__TASK TO COMPLETE__. Quote the data word for word, from its first line down to and including the line that contains "484L0 599L218 592L200".

*** Block opens ***

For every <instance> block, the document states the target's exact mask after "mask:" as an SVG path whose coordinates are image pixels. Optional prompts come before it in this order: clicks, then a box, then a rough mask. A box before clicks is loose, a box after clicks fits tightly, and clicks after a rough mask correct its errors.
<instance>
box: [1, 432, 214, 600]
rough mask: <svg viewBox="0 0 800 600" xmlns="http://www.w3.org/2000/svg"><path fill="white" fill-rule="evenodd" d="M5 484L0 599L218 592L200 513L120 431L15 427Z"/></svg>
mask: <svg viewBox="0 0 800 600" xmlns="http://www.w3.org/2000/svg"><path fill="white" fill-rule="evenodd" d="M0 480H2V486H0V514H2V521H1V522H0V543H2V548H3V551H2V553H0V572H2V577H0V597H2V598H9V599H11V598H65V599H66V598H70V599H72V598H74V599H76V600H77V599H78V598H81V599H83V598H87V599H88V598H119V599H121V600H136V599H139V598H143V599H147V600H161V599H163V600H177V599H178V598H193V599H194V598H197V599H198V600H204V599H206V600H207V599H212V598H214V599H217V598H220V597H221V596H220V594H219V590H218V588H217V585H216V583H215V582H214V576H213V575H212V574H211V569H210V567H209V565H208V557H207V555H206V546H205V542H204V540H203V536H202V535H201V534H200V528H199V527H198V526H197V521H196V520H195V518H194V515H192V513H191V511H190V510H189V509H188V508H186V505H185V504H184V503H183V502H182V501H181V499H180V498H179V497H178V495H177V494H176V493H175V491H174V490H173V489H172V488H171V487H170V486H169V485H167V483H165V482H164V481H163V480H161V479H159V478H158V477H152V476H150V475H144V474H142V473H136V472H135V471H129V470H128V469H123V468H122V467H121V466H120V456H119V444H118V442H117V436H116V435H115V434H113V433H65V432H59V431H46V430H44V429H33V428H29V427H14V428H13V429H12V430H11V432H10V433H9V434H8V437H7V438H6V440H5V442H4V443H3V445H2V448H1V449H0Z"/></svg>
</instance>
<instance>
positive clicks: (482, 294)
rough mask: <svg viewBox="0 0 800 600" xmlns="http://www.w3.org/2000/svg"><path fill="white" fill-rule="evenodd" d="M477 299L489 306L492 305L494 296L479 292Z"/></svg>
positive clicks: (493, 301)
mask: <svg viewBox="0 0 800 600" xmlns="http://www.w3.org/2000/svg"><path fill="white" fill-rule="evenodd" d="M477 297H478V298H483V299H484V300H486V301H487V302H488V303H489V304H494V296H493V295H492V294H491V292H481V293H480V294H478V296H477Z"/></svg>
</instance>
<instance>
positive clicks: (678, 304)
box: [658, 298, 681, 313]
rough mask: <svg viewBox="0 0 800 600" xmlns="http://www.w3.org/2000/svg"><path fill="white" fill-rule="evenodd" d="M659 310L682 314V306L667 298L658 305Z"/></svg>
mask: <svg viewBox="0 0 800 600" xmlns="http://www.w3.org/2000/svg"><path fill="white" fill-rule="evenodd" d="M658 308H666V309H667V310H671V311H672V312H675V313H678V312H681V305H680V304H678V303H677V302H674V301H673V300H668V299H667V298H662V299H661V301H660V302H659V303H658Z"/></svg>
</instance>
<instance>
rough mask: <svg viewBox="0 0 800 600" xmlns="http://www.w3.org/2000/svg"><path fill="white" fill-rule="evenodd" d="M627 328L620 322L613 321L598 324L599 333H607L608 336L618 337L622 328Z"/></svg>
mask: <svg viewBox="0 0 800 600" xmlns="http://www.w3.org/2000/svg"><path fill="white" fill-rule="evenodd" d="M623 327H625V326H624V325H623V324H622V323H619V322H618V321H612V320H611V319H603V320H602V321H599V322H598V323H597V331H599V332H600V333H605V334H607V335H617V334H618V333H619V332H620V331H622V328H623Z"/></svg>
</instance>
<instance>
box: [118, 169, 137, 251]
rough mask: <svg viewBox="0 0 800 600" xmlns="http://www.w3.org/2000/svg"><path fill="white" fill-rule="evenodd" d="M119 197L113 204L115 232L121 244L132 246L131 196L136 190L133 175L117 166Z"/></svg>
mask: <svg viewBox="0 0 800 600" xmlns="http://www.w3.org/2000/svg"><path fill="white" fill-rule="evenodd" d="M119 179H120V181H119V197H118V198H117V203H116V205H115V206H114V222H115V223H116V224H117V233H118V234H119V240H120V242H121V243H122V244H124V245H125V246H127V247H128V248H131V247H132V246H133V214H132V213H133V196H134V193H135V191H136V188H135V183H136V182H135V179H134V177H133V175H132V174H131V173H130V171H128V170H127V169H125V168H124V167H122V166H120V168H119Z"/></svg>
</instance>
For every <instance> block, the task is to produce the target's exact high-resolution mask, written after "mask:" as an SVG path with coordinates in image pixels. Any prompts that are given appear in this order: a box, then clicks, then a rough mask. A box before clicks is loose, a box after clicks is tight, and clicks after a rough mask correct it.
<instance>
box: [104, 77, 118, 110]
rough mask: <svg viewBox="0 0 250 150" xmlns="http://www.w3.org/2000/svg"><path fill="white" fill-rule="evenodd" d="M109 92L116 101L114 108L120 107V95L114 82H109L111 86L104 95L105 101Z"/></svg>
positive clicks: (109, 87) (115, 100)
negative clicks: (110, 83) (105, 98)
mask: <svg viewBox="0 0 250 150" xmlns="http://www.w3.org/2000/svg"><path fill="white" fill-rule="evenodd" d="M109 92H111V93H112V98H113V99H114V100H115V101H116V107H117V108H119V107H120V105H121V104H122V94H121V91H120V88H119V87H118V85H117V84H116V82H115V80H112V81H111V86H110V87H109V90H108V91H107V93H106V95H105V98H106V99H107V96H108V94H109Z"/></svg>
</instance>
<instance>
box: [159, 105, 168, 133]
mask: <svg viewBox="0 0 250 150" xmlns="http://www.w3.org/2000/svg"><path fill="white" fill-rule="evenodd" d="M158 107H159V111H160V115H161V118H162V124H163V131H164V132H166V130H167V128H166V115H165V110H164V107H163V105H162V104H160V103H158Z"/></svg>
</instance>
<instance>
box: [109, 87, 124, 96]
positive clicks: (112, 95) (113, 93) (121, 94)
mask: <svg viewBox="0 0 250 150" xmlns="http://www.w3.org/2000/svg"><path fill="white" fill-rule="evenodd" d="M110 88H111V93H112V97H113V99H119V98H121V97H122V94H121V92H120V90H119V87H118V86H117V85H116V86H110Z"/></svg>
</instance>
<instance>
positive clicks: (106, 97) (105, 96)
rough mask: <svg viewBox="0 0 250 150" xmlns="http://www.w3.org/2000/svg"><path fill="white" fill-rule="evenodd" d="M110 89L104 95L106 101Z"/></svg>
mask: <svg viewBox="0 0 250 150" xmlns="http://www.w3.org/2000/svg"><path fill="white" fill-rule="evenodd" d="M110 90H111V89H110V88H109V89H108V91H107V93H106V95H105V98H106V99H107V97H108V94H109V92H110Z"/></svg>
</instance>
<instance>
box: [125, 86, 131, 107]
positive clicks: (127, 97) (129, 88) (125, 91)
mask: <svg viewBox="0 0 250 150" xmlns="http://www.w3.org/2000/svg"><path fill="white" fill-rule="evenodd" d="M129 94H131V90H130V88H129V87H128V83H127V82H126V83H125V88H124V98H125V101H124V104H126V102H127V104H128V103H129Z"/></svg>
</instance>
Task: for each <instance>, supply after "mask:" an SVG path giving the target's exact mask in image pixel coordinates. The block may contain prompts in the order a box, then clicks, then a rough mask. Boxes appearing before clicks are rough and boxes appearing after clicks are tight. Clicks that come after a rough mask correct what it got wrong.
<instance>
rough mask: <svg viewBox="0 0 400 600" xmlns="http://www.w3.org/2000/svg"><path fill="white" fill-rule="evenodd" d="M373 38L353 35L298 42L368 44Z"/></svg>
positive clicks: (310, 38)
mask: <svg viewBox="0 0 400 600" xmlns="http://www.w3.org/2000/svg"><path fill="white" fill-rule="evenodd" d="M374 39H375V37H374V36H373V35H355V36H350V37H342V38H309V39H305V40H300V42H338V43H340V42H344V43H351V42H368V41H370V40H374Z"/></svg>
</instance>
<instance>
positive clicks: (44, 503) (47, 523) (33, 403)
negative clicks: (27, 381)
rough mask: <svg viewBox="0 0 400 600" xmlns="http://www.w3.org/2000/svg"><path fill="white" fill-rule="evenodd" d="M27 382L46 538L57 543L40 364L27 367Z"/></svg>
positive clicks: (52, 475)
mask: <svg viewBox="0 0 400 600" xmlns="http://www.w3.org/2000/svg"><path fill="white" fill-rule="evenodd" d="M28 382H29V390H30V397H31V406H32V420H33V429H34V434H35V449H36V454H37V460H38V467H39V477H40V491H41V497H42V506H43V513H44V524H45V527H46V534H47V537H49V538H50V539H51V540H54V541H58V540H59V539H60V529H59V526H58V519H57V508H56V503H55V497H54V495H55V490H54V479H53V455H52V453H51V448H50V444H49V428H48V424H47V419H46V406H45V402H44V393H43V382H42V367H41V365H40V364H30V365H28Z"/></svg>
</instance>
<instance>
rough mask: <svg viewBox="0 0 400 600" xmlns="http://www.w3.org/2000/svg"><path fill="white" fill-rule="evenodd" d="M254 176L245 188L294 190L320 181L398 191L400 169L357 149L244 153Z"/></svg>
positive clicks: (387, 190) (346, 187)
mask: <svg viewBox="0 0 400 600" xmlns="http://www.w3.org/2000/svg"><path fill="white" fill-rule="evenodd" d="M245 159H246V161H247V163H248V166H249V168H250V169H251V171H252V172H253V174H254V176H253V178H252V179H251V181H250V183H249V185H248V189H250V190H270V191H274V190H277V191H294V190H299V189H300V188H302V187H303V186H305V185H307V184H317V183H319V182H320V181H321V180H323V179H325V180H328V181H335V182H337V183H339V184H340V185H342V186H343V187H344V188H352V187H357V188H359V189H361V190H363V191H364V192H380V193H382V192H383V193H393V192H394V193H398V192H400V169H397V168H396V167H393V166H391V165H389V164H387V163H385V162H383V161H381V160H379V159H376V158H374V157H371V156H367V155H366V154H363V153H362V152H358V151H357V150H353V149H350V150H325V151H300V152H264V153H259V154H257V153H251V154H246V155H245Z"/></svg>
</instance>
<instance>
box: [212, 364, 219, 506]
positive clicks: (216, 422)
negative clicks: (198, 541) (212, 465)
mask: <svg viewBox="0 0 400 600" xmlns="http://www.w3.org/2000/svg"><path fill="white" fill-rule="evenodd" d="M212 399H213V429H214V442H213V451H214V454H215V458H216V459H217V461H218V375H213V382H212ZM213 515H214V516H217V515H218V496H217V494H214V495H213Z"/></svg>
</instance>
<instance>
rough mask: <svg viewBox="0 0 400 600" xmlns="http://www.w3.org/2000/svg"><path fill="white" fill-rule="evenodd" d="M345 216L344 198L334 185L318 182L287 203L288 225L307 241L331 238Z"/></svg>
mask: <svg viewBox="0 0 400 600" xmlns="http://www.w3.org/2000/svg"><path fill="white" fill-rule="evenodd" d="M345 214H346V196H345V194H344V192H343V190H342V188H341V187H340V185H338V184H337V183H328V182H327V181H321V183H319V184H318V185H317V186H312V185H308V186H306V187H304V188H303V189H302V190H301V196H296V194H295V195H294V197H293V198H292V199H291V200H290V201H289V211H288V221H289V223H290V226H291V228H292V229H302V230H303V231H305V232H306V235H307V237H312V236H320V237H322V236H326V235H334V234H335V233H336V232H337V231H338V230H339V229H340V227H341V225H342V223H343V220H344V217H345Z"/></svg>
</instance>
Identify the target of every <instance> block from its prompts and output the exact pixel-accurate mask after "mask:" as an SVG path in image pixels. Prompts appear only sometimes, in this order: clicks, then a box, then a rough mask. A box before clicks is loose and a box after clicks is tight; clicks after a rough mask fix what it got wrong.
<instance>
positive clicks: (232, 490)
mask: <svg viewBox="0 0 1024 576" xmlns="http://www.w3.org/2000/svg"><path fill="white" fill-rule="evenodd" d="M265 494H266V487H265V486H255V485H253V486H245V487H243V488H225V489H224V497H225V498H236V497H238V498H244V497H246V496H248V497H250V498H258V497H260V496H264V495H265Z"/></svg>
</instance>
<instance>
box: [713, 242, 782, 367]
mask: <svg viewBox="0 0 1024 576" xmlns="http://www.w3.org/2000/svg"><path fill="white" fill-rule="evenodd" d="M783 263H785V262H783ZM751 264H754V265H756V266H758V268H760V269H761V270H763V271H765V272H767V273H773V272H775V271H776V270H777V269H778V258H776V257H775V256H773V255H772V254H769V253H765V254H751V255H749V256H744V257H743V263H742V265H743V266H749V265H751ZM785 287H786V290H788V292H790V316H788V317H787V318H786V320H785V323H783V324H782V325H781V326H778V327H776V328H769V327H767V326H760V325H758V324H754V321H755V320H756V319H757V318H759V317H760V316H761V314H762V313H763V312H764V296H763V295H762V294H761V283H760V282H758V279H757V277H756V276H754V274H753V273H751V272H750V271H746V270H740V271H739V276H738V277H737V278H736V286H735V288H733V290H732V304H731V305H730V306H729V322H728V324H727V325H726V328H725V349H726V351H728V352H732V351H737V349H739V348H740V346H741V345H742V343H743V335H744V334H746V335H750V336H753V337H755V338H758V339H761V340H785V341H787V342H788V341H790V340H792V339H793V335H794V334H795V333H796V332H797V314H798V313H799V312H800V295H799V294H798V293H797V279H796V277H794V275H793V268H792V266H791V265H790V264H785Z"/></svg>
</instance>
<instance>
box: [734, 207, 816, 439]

*** Block closes ***

__COMPLETED EXERCISE__.
For every <instance> block, the document states the target's exact mask after "mask:" as an SVG path whose coordinates are image pixels. Optional prompts come before it in this order: clicks, then a box, then a rough mask. A box before clicks is loose, a box after clicks fits tightly, and clicks after a rough mask correct its errors.
<instance>
box: [1, 432, 214, 600]
rough mask: <svg viewBox="0 0 800 600" xmlns="http://www.w3.org/2000/svg"><path fill="white" fill-rule="evenodd" d="M5 484L0 599L218 592L200 513L120 431L15 427Z"/></svg>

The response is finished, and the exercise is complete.